What is needed is an exact copy of the lines from the start of the records below through the line with "Subject = wooden dresser", without the pictures.

◇ ◇ ◇ ◇ ◇

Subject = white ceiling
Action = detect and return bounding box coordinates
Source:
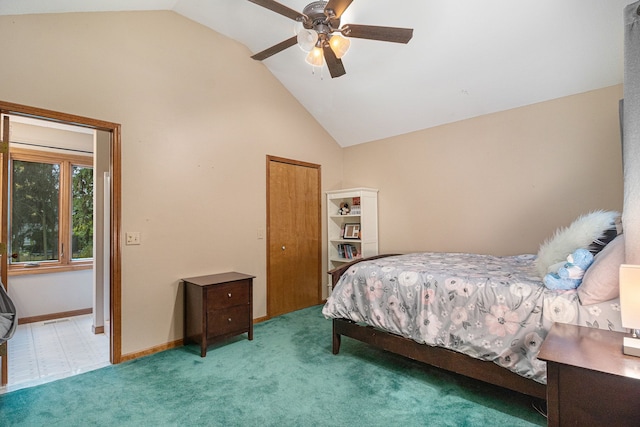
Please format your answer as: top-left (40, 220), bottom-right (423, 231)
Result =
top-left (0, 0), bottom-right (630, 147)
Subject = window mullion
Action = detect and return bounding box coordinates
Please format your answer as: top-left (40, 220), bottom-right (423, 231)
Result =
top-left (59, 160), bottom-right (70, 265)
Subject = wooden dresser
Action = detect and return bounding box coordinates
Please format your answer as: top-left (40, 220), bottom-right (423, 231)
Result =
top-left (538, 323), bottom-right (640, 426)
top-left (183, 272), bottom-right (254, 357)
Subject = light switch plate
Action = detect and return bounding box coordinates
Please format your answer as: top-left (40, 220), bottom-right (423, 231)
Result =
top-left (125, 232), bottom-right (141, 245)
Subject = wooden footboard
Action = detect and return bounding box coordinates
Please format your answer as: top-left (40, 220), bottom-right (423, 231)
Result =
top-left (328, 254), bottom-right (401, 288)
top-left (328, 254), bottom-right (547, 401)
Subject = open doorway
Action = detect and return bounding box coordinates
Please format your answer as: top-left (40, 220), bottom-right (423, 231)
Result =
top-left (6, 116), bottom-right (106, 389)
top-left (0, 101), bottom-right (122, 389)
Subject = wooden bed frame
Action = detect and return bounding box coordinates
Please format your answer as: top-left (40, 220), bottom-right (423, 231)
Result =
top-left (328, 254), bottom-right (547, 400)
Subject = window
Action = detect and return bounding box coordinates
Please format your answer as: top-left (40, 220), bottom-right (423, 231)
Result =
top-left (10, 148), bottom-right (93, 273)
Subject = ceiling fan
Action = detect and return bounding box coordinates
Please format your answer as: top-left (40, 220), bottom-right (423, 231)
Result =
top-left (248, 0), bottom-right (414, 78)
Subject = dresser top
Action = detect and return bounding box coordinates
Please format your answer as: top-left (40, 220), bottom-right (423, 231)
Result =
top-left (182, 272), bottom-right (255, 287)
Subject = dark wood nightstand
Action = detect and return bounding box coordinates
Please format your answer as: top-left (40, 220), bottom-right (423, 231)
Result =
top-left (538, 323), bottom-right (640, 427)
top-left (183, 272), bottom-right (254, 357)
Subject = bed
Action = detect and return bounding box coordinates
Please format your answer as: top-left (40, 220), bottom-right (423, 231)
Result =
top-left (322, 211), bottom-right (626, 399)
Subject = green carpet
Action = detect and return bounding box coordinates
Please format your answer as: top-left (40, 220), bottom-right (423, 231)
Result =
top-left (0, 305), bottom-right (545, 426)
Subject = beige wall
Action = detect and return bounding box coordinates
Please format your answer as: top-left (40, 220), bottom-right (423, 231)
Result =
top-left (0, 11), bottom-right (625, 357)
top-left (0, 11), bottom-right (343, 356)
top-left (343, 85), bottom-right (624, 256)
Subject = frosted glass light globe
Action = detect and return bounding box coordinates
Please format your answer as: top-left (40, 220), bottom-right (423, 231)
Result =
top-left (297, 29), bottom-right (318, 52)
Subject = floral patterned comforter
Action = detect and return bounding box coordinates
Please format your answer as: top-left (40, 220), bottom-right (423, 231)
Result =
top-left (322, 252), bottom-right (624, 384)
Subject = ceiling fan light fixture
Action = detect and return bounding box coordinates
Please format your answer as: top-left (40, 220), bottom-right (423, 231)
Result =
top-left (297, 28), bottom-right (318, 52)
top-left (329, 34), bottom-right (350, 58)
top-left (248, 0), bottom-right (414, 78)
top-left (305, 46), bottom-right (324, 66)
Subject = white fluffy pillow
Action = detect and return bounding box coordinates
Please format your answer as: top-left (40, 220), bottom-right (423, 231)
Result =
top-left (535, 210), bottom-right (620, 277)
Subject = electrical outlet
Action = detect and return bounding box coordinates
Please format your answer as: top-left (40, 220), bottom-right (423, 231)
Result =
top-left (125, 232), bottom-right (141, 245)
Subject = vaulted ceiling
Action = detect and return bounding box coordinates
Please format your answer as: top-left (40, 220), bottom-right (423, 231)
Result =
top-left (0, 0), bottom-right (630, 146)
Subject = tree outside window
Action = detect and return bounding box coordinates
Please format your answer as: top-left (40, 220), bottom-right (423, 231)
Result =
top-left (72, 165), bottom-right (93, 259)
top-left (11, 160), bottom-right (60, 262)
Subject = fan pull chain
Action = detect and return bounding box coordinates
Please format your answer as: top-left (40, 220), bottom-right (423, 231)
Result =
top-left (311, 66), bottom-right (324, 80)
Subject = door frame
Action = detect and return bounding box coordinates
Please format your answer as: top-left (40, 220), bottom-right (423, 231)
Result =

◇ ◇ ◇ ◇ ◇

== Answer to the problem ==
Subject = white ceiling
Action = detect and return bounding box coordinates
Source:
Please format your answer as: top-left (40, 220), bottom-right (423, 231)
Result =
top-left (0, 0), bottom-right (630, 147)
Subject = window mullion
Action = detect and return bounding box coordinates
Please format your answer as: top-left (40, 220), bottom-right (423, 231)
Result =
top-left (59, 160), bottom-right (70, 265)
Subject = wooden dresser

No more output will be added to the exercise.